*** Exercise materials Section Begins ***

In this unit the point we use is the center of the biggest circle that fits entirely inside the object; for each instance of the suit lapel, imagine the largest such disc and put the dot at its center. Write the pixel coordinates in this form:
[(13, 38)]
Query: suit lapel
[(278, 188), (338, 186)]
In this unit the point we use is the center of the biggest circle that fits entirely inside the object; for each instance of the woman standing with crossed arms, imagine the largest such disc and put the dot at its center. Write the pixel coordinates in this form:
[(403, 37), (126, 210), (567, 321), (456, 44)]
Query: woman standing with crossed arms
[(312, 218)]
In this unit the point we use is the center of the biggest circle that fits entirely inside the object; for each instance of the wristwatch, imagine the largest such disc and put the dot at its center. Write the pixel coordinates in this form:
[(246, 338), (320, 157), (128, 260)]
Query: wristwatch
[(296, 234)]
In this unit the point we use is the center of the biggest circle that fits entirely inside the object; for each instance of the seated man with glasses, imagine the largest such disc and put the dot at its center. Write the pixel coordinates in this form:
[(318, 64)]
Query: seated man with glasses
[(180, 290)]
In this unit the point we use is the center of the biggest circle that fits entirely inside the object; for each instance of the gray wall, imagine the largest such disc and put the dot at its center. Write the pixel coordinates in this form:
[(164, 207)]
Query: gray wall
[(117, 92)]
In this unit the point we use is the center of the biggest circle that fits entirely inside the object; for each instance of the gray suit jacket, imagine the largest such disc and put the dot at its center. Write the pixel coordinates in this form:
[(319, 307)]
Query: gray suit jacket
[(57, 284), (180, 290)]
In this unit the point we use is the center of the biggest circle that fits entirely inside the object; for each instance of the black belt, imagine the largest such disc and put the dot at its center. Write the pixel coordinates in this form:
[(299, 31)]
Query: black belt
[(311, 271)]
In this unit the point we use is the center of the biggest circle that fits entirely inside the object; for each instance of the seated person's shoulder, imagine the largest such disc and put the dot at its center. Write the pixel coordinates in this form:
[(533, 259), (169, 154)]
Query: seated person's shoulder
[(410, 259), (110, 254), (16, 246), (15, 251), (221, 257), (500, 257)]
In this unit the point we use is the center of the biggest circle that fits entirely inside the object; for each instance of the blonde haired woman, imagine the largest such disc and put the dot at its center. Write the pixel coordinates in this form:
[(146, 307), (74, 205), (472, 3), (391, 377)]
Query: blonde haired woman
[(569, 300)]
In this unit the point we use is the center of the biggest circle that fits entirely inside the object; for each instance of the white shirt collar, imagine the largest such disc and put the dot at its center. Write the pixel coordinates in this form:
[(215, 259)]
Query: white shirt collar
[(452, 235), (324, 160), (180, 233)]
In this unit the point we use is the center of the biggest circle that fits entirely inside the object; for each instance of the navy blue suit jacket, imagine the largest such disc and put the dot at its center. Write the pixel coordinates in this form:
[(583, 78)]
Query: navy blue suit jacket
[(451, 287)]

*** Exercise materials Section Ends ***

Each entry above is to be repeated exactly as it appears.

In this unit the point we use is the center of the biggest circle that fits entirely inside the object; for each instance of the suit lapel, imagine the largest such disc and put the dot at its center. Write the pixel coordinates in this form:
[(13, 38)]
Query: suit lapel
[(278, 188), (338, 186)]
In this unit the point we use is the center of the biggest circle that fits entirely inside the object; for each instance of the woman standing with crossed arms, imagine the largest such disc and put the dot at its center. Write the pixel coordinates in this form:
[(403, 37), (126, 210), (567, 321), (456, 44)]
Query: woman standing with crossed arms
[(312, 218)]
In this unit the point we use is the center of the biggest circle that fits entirely inside the object; for each instance of the wristwatch, imagine the largest such disc and put the dot at its center. Write the pixel coordinates in this form:
[(246, 338), (320, 157), (128, 260)]
Query: wristwatch
[(296, 234)]
In this unit the point we use is the center of the biggest circle that fits entirely inside the object; for each instance of the seated man with glasses, imagine the largest such disc and put the dot at its center. Write the pixel coordinates in this form:
[(318, 64)]
Query: seated man with glasses
[(180, 290)]
In this unit the point we use is the center of the biggest circle that fits entirely inside the object; for each instance of the gray wall, imagine the largest such disc and put the dot at its center. Write the pixel coordinates in this form:
[(164, 207)]
Query: gray wall
[(117, 92)]
In this unit the point we use is the center of the biggest circle that fits entirely inside the object; for each instance of the gray suit jacket, imagine the largest such disc and put the dot at its center. Write the pixel coordinates in this form:
[(319, 307)]
Query: gray suit jacket
[(57, 284), (180, 290)]
In this unit the point we use is the center of the biggest circle that fits entirely inside the object; for each instance of the black belt, imagine the largest such disc and put the dot at its center. Write the pixel coordinates in this form:
[(299, 31)]
Query: black belt
[(311, 271)]
In this unit the point we use is the center of the biggest circle that fits entirely inside the object; for each instance of the seated person's shoulder, imagine the largest such disc and put the dot at its center. Write the pixel coordinates in this form:
[(533, 259), (169, 154)]
Query: seated person's shoulder
[(410, 259), (110, 254), (16, 246), (15, 251), (221, 257), (500, 257)]
In this unit the point we use is the center of the biggest circle that fits entirely inside the object; for each instance of the blonde haired woman, imagine the largest such disc and put the dot at its center. Write the pixel coordinates in this form:
[(146, 307), (74, 205), (472, 3), (391, 377)]
Query: blonde haired woman
[(569, 300)]
In this unit the point we use is the center of the biggest circle that fits entirely inside the object; for each instance of the white shirt collar, imagine the largest such disc and put the dot at its center. Write the pixel coordinates in this form:
[(215, 259)]
Query: white shirt collar
[(452, 235), (324, 160), (180, 233)]
In this unit the point we use is the center of the biggest circle that fits entirely inside the object; for each instance of the navy blue suit jacket, imagine the largest such disc and put the dot at its center. Write the pixel coordinates in this form:
[(583, 78)]
Query: navy blue suit jacket
[(451, 287)]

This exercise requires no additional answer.